▸ Exercise directions: Turn the data below, from its first line through the line containing "Return every instance", into a numbered list, leaving out any blank lines.

* BEGIN Dataset excerpts *

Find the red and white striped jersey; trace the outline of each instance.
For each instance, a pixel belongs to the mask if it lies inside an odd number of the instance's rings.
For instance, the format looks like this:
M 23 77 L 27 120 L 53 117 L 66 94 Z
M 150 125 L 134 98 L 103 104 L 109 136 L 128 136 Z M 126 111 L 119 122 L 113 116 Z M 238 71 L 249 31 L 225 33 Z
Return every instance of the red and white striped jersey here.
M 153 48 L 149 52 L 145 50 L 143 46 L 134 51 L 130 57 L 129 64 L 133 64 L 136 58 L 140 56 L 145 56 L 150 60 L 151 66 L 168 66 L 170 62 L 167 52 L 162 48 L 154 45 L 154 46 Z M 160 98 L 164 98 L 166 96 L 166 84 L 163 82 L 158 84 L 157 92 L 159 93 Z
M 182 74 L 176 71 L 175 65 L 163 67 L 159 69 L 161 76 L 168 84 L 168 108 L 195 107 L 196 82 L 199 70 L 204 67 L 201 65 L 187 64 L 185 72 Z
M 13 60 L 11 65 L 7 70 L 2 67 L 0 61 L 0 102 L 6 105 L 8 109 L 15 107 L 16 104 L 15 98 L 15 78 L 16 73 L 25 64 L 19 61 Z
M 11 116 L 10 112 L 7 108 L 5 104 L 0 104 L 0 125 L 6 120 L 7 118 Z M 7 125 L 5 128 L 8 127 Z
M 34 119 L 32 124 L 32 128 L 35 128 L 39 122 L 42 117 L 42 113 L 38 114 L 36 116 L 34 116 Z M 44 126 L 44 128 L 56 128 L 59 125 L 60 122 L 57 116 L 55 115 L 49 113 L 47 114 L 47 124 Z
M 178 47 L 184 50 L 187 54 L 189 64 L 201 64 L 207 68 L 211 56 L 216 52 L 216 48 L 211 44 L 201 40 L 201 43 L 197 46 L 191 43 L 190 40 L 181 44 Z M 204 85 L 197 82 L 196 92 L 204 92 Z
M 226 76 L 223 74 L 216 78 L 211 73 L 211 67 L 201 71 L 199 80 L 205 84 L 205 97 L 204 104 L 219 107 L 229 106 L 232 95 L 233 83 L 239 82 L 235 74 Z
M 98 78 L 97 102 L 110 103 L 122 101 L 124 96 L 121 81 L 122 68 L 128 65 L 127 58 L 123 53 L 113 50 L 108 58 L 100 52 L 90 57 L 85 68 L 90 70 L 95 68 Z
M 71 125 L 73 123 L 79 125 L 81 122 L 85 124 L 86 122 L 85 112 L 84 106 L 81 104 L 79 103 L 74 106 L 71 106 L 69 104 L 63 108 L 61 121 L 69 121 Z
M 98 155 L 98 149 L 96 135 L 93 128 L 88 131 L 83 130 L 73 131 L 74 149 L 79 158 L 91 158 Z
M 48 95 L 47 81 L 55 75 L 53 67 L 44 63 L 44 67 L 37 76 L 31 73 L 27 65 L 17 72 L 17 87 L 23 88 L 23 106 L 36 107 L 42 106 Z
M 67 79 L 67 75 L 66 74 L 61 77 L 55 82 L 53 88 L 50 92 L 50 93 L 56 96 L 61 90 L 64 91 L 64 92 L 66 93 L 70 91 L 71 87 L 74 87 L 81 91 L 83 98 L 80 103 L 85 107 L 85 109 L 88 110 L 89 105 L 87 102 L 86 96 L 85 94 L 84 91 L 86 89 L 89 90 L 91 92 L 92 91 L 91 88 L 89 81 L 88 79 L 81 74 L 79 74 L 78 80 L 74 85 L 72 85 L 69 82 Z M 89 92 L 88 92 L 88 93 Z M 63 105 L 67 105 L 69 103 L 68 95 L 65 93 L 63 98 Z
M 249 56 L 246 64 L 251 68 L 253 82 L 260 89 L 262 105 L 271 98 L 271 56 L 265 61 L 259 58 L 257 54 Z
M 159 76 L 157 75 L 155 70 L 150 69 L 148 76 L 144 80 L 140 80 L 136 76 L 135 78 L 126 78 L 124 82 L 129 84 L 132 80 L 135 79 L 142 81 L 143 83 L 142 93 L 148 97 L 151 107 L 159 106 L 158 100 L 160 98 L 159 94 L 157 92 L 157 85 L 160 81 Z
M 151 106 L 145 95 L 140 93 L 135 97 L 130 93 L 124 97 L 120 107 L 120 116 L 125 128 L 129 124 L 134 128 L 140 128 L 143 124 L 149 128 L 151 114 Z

* END Dataset excerpts *

▸ Reply to the task:
1. Find the red and white striped jersey; trace the outline of each instance.
2. For each instance, a pixel belongs to the mask if it lies inside an odd number of the instance's rings.
3. For instance, the format looks like this:
4. M 23 77 L 27 120 L 53 117 L 66 94 Z
5. M 150 125 L 134 98 L 103 104 L 109 136 L 128 136 Z M 126 111 L 119 122 L 113 116 Z M 238 71 L 249 31 L 225 33 Z
6. Return every instance of the red and white striped jersey here.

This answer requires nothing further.